ABOUT THIS EXERCISE: Nothing but the lines from the one containing "Could you please spot the jacket" through the end of the data below may appear in the response, each one exact.

DATA RECORDS:
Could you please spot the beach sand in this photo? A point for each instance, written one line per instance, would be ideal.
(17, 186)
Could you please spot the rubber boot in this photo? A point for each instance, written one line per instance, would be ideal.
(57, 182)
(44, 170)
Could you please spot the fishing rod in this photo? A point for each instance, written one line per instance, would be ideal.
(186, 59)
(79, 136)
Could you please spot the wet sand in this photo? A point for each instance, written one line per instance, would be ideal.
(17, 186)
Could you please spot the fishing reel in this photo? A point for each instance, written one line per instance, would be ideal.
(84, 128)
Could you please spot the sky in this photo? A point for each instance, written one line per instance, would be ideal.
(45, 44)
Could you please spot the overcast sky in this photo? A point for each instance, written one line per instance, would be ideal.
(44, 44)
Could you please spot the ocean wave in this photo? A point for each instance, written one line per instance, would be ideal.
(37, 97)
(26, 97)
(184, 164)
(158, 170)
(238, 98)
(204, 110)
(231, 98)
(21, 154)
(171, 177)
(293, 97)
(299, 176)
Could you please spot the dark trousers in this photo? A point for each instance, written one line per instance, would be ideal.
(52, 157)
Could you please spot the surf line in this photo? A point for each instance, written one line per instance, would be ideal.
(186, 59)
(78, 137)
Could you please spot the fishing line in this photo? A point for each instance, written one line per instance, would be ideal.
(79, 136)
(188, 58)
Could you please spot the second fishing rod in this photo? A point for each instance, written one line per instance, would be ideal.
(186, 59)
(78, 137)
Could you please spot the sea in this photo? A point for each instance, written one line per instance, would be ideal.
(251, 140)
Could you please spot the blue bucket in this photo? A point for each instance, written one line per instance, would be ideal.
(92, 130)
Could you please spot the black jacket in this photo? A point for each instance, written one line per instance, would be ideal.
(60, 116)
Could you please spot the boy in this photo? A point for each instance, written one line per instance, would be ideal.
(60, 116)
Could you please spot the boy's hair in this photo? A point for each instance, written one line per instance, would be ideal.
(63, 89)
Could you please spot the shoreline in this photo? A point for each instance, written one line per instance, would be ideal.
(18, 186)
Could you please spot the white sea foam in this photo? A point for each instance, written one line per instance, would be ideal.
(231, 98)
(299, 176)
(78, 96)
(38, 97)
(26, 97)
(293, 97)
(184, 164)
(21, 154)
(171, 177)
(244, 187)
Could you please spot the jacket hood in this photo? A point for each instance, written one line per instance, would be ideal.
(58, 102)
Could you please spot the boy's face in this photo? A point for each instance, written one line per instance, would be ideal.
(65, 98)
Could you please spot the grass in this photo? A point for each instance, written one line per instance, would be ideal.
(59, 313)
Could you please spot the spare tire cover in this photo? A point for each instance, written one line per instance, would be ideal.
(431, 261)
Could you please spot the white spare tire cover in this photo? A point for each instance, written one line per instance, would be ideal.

ANSWER TO THE PROBLEM:
Could you please spot the jacket hood in this photo? A point for each instance, written one line per instance, would be ideal.
(58, 102)
Could you please spot the boy's face in this photo? A point for each instance, written one line per instance, would be ideal.
(65, 98)
Could you please spot the grass in this photo? A point for each instance, written one line per instance, would be ideal.
(59, 313)
Could you please spot the spare tire cover in this photo? A point for each instance, written one line per instance, would be ideal.
(431, 261)
Could you please spot the white spare tire cover in this photo? A point for each instance, written one line per instance, would be ideal.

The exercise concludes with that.